-- EXCERPTED TEXT --
•••••

{Reference Type}: Journal Article {Title}: Which types of bony changes in the maxillary sinus indicate chronic sinusitis? {Author}: Mays S;Stark S;Zakrzewski S;Vekony A; {Journal}: Int J Paleopathol {Volume}: 46 {Issue}: 0 {Year}: 2024 Jun 11 {Factor}: 1.448 {DOI}: 10.1016/j.ijpp.2024.05.003 {Abstract}: OBJECTIVE: To determine which types of bone lesion (spicules, lobules, porous bone) in the maxillary sinus indicate sinusitis METHODS: Subadjacent dental disease is a cause of maxillary sinusitis; if a lesion type indicates sinusitis it should be more common above diseased posterior maxillary teeth than a lesion type that is not indicative of sinusitis. The study sample is a British Mediaeval human skeletal collection.
RESULTS: Porous bone lesions (chiefly new bone deposits) in maxillary sinuses are associated with subadjacent dental disease; spicules/lobules of bone in the sinus are not.

•••••

-- ASSIGNMENT --
Please write the next part of the abstract on bone lesions in the maxillary sinus, starting after its last sentence. You won't need the lines that come after this.

-- MATERIAL PROVIDED --

•••••

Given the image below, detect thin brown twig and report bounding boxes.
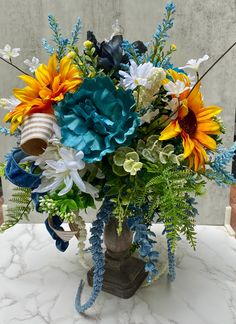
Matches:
[158,42,236,127]
[0,56,29,75]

•••••

-- ANSWER TO THE PROBLEM --
CONCLUSIONS: The results support the idea that porous lesions indicate sinusitis but the spicules/lobules may not. Spicules, lobules and porous lesions within the maxillary sinus should be analysed separately in biocultural studies; it would be prudent to regard only the porous lesions as indicative of sinusitis.
CONCLUSIONS: Maxillary sinusitis is commonly used as a health indicator in palaeopathology, and spicular deposits are generally the most common type of alterations. By assuming that they are indicative of sinusitis we may have been greatly overestimating the prevalence of bony sinusitis in the past.
CONCLUSIONS: These conclusions are provisional. Further work on larger, more diverse samples, together with more detailed anatomical studies on lesion location and structure is ongoing.